Introduction
General introduction of the raw dataset:
Some data of squirrels in New York central park were collected
starting from October 6th 2018 to 20th over a 14-day period. Some of
their characteristics like ages and fur colors and some of the
activities like sounds and locations were recorded.
Motivation and initial question:
Squirrels are found everywhere, and it’s observed that some places
have more squirrels than others, but is there any trend of where they
stay with respect to their colors, ages, activities or all other
features? Doing an analysis using squirrel census data may answer the
question.
Main final goal:
The main final goals of the project are to make maps according to the
census and build functions to predict locations of particular squirrels
if their characteristics are provided so that people can use the website
to look for the kinds of squirrels they like.
Inspirations:
The maps-making process shown in class caught our eyes since it is a
clear and direct way to convey the information. A website called The
Squirrel Census (https://www.thesquirrelcensus.com/about ) did research
on the squirrels too, but it doesn’t provide any predictions, so we aim
to develop a prediction system. Also, in order to attract more people to
the website, some interactive plots will be made to fully introduce the
raw dataset. The census provides only the data of central park in 2018,
so other datasets like data of central park in other years or data in
2018 of other places will also be collected to make comparisons of any
location changes.
Method
Source:
The original raw data we used to analysis is from NYC Open Data, it
includes 3,023 observations in total and some of their characteristics
and corresponding locations are recorded
Preliminary work:
First off, the original raw dataset only includes the data from 2018
in central park, other two datasets were found as extra supporting
materials to compare with the raw model. One dataset contains
information about not only the squirrels in central park, but also in
the whole new york city. Another one is about characteristics and
behaviors of different animals and squirrels are also included.

Tasks to perform ->
**A.** Can you reproduce the part of the squirrel census project text that begins at the words "Motivation and initial" and stops after "squirrels they like.", changing "census" to "survey" throughout?
**B.** How would you say this sentence from the squirrel census project text in French: "Doing an analysis using squirrel census data may answer the question."
**C.** Can you resume the squirrel census project text after its last sentence and write the next few sentences?
The records that come next are separate from the squirrel census project text.

Records from a point labeling set ->

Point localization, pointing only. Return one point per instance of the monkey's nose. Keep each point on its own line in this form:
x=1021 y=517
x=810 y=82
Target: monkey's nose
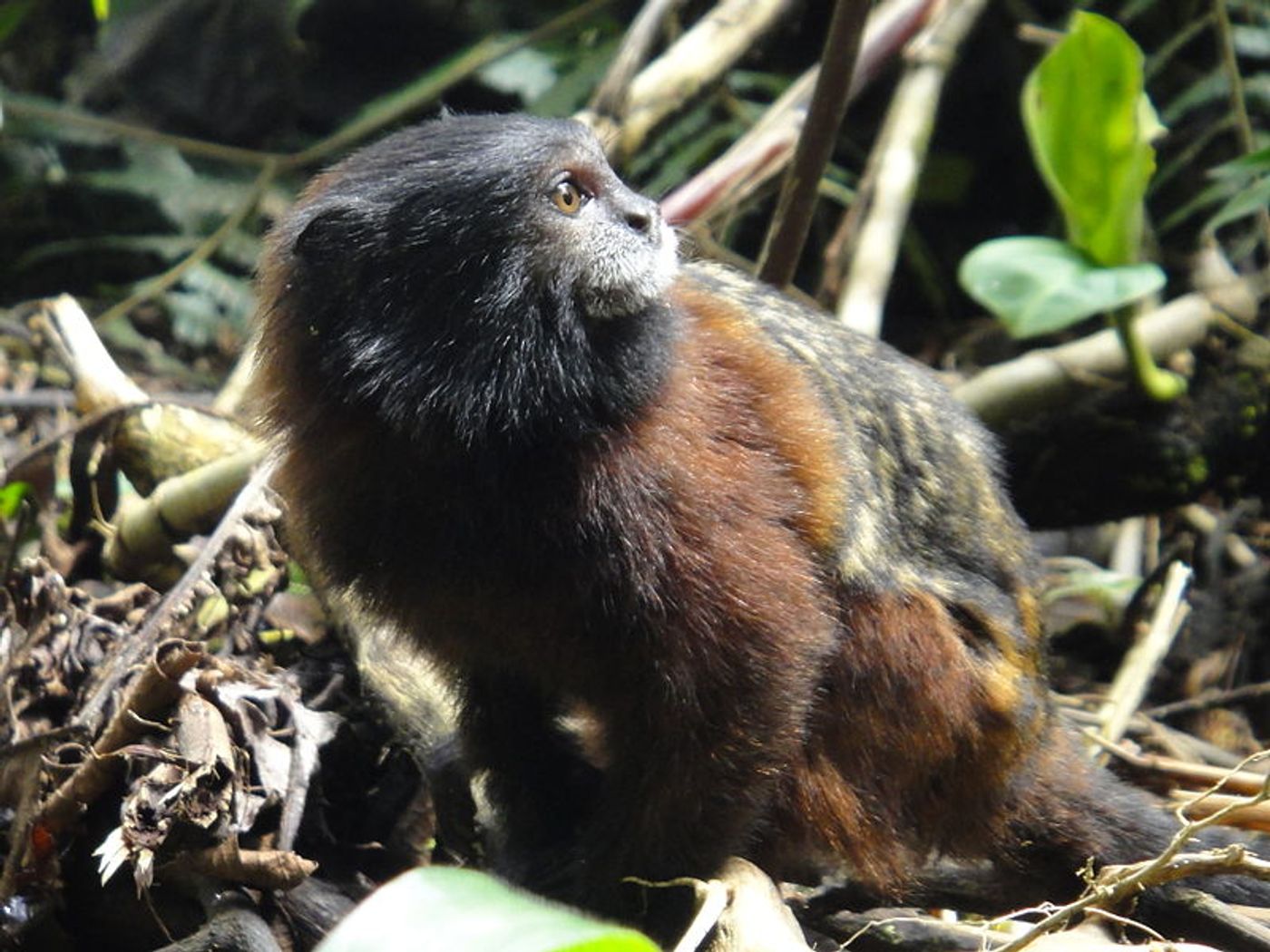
x=641 y=215
x=640 y=219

Answers ->
**A.**
Motivation and initial question:
Squirrels are found everywhere, and it’s observed that some places
have more squirrels than others, but is there any trend of where they
stay with respect to their colors, ages, activities or all other
features? Doing an analysis using squirrel survey data may answer the
question.
Main final goal:
The main final goals of the project are to make maps according to the
survey and build functions to predict locations of particular squirrels
if their characteristics are provided so that people can use the website
to look for the kinds of squirrels they like.

**B.** Une analyse des données du recensement des écureuils pourrait répondre à la question.

**C.**
Data cleaning:
For data tidy and cleaning, the categorical variables were
transformed to numeric ones for analysis and model building. We didn’t
discard the missing values or unknowns directly but recode them as 0
since there are a lot of them, and omitting them might may lose the
validity of the prediction. The dates were also cleaned.
We encoded squirrels’ activities under the “activity” column: If
activity = ”running”, the specific observations were recoded to “1”; If
activity = “eating”, the specific observations were recoded to “2”; If
activity = “foraging”, the specific observations were recoded to “3”; If
activity = “climbing”, the specific observations were recoded to “4”; If
activity = “chasing”, the specific observations were recoded to “5”.
We encoded squirrels’ interaction with humans under the “reaction”
column: If reaction = “indifferent”, the specific observations were
recoded to “1”; If reaction= “runs_from”, the specific observations were
recoded to “2”; If reaction= “approaches”, the specific observations
were recoded to “3”.
We encoded squirrels’ sounds under the “sounds” column: If sound =
“kuks”, the specific observations were recoded to “1”; If sound =
“quaas”, the specific observations were recoded to “2”; If sound =
“moans”, the specific observations were recoded to “3”.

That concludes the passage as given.